--- Input records ---

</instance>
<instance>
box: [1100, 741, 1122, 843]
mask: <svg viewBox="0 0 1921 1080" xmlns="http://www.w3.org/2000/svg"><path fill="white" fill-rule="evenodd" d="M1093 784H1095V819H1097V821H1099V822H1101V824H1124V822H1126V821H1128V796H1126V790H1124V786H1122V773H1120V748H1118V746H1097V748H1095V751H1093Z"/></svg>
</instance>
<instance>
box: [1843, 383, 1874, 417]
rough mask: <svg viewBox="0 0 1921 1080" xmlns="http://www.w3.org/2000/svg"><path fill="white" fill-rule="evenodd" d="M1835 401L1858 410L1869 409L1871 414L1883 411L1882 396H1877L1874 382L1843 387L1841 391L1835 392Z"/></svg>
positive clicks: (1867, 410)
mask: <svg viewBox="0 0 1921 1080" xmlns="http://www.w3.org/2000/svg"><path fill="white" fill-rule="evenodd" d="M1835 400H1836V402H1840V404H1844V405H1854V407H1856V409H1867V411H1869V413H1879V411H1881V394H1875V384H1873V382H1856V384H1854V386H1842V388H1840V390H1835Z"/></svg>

--- Job item ---
Edit the listing by replacing "positive clicks" with "foreground clicks" and leaving every other line unchanged.

--- Result for this task ---
</instance>
<instance>
box: [1100, 741, 1122, 843]
mask: <svg viewBox="0 0 1921 1080" xmlns="http://www.w3.org/2000/svg"><path fill="white" fill-rule="evenodd" d="M1093 784H1095V819H1097V821H1099V822H1101V824H1124V822H1126V821H1128V796H1126V790H1124V786H1122V773H1120V748H1118V746H1097V748H1095V751H1093Z"/></svg>
</instance>
<instance>
box: [1843, 383, 1874, 417]
rough mask: <svg viewBox="0 0 1921 1080" xmlns="http://www.w3.org/2000/svg"><path fill="white" fill-rule="evenodd" d="M1835 401L1858 410L1869 409L1871 414L1883 411L1882 396H1877L1874 382L1843 387L1841 391L1835 392Z"/></svg>
foreground clicks: (1867, 410)
mask: <svg viewBox="0 0 1921 1080" xmlns="http://www.w3.org/2000/svg"><path fill="white" fill-rule="evenodd" d="M1835 400H1836V402H1840V404H1844V405H1854V407H1856V409H1867V411H1869V413H1879V411H1881V394H1875V384H1873V382H1856V384H1854V386H1842V388H1840V390H1835Z"/></svg>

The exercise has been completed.